__Extrait à lire__
□ □ □

Un tournage va avoir lieu cité Picasso, dans le Nord-Pas-de-Calais. Un réalisateur fait un « casting » pour choisir quatre adolescents pour jouer dans un film social au titre improbable, À pisser contre le vent du nord. Dans le quartier, tout le monde s’étonne : pourquoi n’avoir pris que « les pires » ?

En réalisant un film sur le tournage d’un film, mettant en vedette quatre adolescents d’une cité populaire à Boulogne-Sur-Mer, Les pires reprend le procédé de la mise en abyme, pour poser d’intéressantes questions, à la fois sur l’art et sur la société. Lise Akoka et Romane Gueret signent un premier long métrage étonnant, fort bien dirigé. Et elles posent un regard critique à la fois sur le pouvoir du cinéma et sur le « voyeurisme social » de notre époque de téléréalité visuelle.

L’idée du film leur est venue alors qu’elles faisaient du « casting sauvage » avec des enfants pour un court métrage. Elles ont voulu aller plus loin, en interrogeant la légitimité de leur démarche.

□ □ □

__Partie données__
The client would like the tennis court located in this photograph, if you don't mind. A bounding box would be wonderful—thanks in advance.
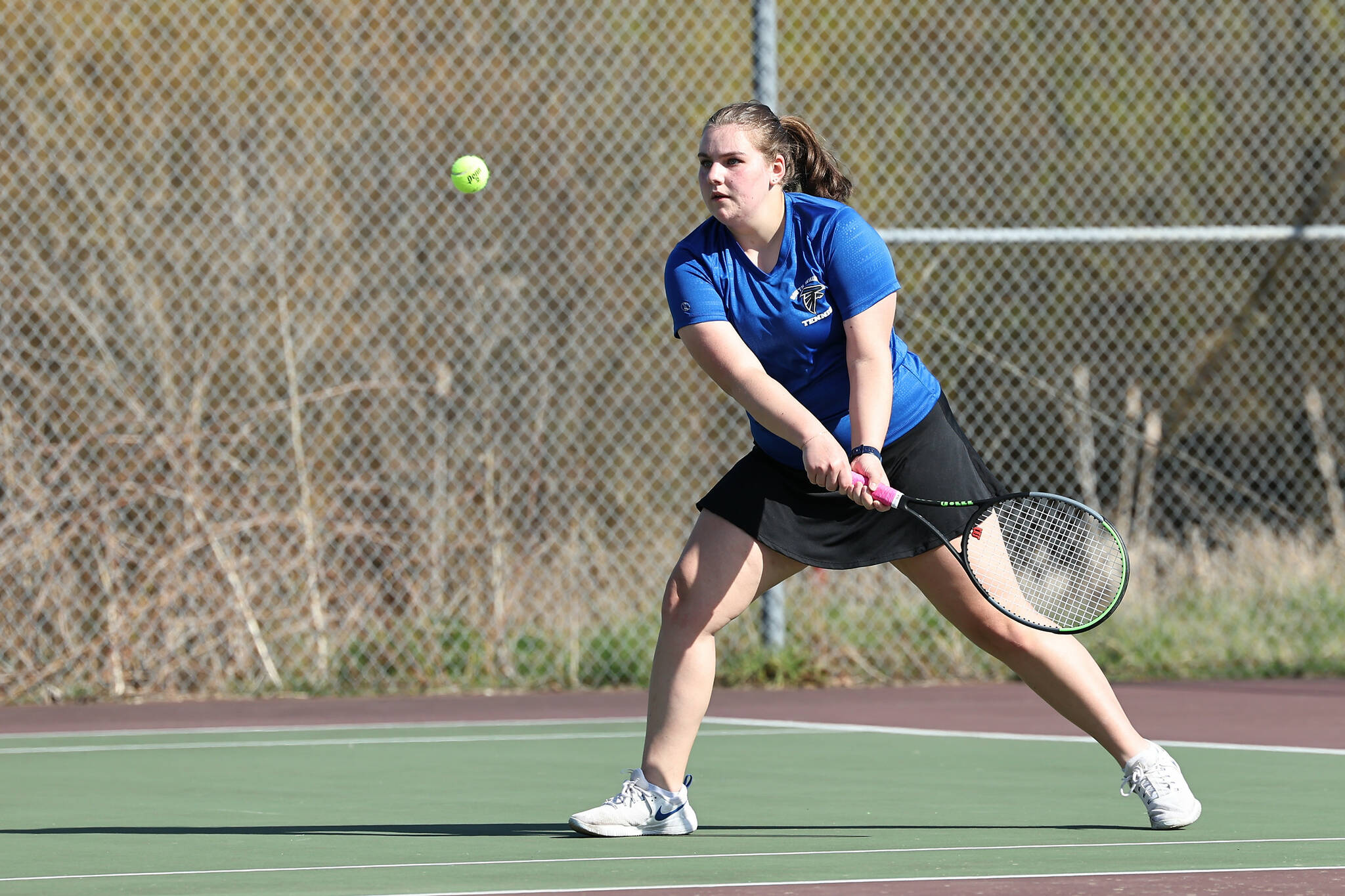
[0,681,1345,896]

□ □ □

__Consigne 1__
Indiquez si chacune des affirmations suivantes concorde avec l'extrait sur le film Les pires, en répondant par oui ou par non et en citant mot pour mot les termes décisifs de l'extrait. (a) Le tournage se déroule dans le Nord-Pas-de-Calais. (b) Le réalisateur cherche cinq adolescents pour son film. (c) Les pires est le deuxième long métrage de Lise Akoka et Romane Gueret.
__Consigne 2__
Recopiez le passage de l'extrait sur le film Les pires qui commence par « En réalisant un » et se poursuit jusqu'à « de leur démarche. ».

__Corrigé complet 1__
(a) Oui : « Un tournage va avoir lieu cité Picasso, dans le Nord-Pas-de-Calais. »
(b) Non : « choisir quatre adolescents pour jouer dans un film social »
(c) Non : « Lise Akoka et Romane Gueret signent un premier long métrage étonnant, fort bien dirigé. »

__Corrigé complet 2__
En réalisant un film sur le tournage d’un film, mettant en vedette quatre adolescents d’une cité populaire à Boulogne-Sur-Mer, Les pires reprend le procédé de la mise en abyme, pour poser d’intéressantes questions, à la fois sur l’art et sur la société. Lise Akoka et Romane Gueret signent un premier long métrage étonnant, fort bien dirigé. Et elles posent un regard critique à la fois sur le pouvoir du cinéma et sur le « voyeurisme social » de notre époque de téléréalité visuelle.

L’idée du film leur est venue alors qu’elles faisaient du « casting sauvage » avec des enfants pour un court métrage. Elles ont voulu aller plus loin, en interrogeant la légitimité de leur démarche.